Задание ▸ Перепишите без изменений фрагмент отрывка об осах у Дарвина и Фабра: начните с места, где стоят слова «Известно, по крайней», и остановитесь после слов «уместнее рассказать дальше.».

Предоставленный отрывок ▸
+ + + + +

Здесь оса фигурирует у Дарвина уже не сама по себе, а только как подсобное средство для определения способности животного научаться, усваивать опыт, приспособляться к обстоятельствам.

Эти проблемы исследуются сейчас с разных точек зрении, а использование ос как подопытного существа, помогающего людям глубже познавать отдельные стороны жизни живого, в наше время приобрело невиданный размах и дальнозоркость.

Не забудем же, что и здесь первый шаг был сделан Дарвином!

Известно, по крайней мере, еще одно замечание Дарвина об осах, и именно об одиночных, в котором он обращается к свидетельствам «г-на Фабра — этого неподражаемого наблюдателя». Замечание это сделано в письме, адресованном английскому биологу Дж. Дж. Роменсу, но о нем уместнее рассказать дальше.

III. ОСЫ ЖАНА-АНРИ ФАБРА

Глава 8

О том, как Фабр познакомился с естественной историей некоторых ос, и о том, как это знакомство привело его в науку

Да… Садовой скамейки, на которой сидел Исаак Ньютон, когда упавшее на землю яблоко будто бы и открыло ему глаза на существование закона всемирного тяготения, такой скамейки, возможно, и не было. Очень уж эта история откровенно внушает, что великие открытия рождаются из счастливого стечения обстоятельств. И все же совпадения счастливых случаев существуют. Мы только что видели молодого англичанина на Галапагосских островах… А выдающийся русский последователь Дарвина К. А. Тимирязев заметил, что дарвинские записи о посещении архипелага позволяют нам «присутствовать при одном из величайших явлений, доступных человеческому наблюдению, — при генезисе великого научного открытия в уме его творца».

+ + + + +

Записанные данные ▸
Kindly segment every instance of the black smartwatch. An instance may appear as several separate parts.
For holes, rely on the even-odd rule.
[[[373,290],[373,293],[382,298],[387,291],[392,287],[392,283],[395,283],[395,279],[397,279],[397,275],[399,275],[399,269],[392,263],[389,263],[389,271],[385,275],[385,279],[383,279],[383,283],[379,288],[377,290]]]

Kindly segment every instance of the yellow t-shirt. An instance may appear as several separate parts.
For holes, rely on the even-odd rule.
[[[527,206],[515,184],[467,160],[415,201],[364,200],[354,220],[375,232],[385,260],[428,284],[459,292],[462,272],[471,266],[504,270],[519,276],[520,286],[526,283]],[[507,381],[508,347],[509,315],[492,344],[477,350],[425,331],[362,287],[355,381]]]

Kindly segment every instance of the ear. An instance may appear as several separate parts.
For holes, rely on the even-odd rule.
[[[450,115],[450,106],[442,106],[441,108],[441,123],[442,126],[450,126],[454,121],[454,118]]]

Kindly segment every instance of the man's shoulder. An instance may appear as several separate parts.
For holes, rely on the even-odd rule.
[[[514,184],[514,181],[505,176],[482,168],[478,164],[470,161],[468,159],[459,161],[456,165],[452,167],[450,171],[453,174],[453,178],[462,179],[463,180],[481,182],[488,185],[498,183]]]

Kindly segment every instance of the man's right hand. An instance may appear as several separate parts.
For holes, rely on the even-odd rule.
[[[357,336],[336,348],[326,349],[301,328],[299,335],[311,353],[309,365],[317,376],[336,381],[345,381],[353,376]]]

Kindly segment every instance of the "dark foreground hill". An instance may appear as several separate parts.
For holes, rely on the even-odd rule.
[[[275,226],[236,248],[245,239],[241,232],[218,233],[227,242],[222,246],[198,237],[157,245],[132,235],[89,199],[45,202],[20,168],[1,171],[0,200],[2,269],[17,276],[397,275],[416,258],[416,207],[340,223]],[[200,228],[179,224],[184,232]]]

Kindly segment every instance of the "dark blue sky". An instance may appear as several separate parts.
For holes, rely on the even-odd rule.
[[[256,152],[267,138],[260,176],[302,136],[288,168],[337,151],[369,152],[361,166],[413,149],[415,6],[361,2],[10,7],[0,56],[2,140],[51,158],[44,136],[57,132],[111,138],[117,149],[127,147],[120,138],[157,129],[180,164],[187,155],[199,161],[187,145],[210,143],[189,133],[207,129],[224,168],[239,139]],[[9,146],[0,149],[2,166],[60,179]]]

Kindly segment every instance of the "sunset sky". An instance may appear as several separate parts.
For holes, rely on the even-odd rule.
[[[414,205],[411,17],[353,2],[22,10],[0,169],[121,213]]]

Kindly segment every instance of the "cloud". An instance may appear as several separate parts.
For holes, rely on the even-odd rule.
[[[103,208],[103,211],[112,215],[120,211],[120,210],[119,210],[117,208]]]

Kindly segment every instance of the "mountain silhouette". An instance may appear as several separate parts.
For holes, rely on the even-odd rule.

+ + + + +

Правильный ответ ▸
Известно, по крайней мере, еще одно замечание Дарвина об осах, и именно об одиночных, в котором он обращается к свидетельствам «г-на Фабра — этого неподражаемого наблюдателя». Замечание это сделано в письме, адресованном английскому биологу Дж. Дж. Роменсу, но о нем уместнее рассказать дальше.